About this task: Only one stretch of the data is wanted: the line containing "Target: human leg", the line containing "The component shall locate one point per instance of the dark", and every line between them, copied exactly.

--------------------------------------------------

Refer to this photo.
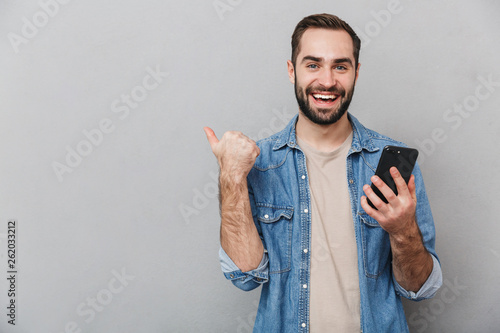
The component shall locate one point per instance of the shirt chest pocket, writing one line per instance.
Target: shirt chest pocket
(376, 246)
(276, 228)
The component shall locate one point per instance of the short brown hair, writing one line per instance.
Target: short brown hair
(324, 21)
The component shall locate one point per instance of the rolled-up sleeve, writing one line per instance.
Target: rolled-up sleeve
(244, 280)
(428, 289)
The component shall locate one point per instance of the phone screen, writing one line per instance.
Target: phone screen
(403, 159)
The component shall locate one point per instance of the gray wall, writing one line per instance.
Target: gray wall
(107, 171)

--------------------------------------------------

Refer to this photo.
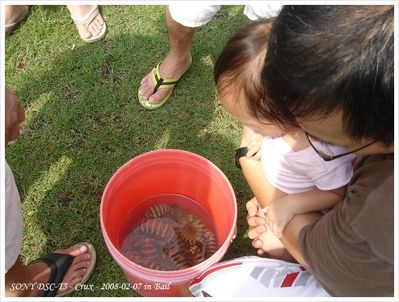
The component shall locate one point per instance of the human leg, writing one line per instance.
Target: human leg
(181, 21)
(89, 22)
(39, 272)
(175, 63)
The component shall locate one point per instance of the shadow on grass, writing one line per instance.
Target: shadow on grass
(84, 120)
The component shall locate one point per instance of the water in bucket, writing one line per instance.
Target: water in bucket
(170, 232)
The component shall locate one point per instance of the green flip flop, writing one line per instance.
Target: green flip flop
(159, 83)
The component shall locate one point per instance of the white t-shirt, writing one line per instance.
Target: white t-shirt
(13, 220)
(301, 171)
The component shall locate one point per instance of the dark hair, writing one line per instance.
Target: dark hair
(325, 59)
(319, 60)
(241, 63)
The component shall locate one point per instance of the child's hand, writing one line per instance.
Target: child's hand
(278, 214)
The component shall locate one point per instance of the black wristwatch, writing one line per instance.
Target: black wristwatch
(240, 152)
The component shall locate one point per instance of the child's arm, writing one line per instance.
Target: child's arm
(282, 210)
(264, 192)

--------------------------------------------------

Task output:
Target: human leg
(181, 21)
(89, 22)
(39, 272)
(175, 63)
The component shall locate one point per instance of the shadow on grass, writing one line per instance.
Target: shadow on grass
(84, 120)
The component shall locate one point per instance of the water in bucket, writing one line per instance.
Target: water in bucket
(170, 232)
The component shall locate one point per instance of the green flip flop, writing one line per instance.
Target: green flip flop
(159, 83)
The component shall locate one point per instance of the white t-shirt, writing one line per instance.
Target: white t-shirt
(13, 220)
(301, 171)
The component shall locate one point per instance of the dark hair, writing one line per instance.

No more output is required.